• _Given task_
Produce an exact copy of all the data below, dropping every image.

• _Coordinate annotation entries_
— START —
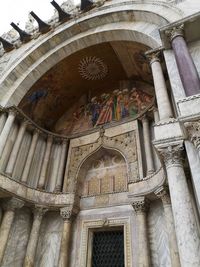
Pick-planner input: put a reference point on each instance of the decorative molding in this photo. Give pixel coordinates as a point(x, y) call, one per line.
point(172, 155)
point(89, 226)
point(141, 206)
point(124, 143)
point(175, 31)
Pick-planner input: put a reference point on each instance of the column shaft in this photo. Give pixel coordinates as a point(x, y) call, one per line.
point(147, 146)
point(30, 157)
point(164, 106)
point(187, 233)
point(6, 224)
point(61, 167)
point(6, 130)
point(187, 70)
point(33, 238)
point(15, 150)
point(42, 178)
point(143, 247)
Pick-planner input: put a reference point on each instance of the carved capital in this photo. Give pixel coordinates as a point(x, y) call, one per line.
point(13, 204)
point(66, 213)
point(141, 206)
point(39, 212)
point(163, 193)
point(175, 31)
point(172, 155)
point(193, 130)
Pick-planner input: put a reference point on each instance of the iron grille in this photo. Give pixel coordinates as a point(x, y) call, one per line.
— END —
• _Answer to the task_
Pick-planner input: put a reference point on each instance of the decorative molding in this photo. Give pixel coordinates as a point(x, y) call, one per line.
point(172, 155)
point(89, 226)
point(141, 206)
point(124, 143)
point(175, 31)
Pick-planner input: put a reference point on each instance of the column shaft in this photo. Give pixel coordinates as a point(x, y) call, one per line.
point(147, 146)
point(30, 157)
point(164, 106)
point(187, 233)
point(6, 224)
point(61, 167)
point(6, 130)
point(187, 70)
point(33, 238)
point(15, 150)
point(42, 178)
point(143, 247)
Pick-planner input: put a reference point on each instance of the carved capital in this photo. Give pixel coordinates as a point(x, y) call, one per line.
point(13, 204)
point(66, 213)
point(141, 206)
point(39, 212)
point(163, 193)
point(175, 31)
point(172, 155)
point(193, 130)
Pick-planner input: put a reference point on each instance of the iron grille in this photo. Give pixel coordinates as a point(x, y) call, one per line.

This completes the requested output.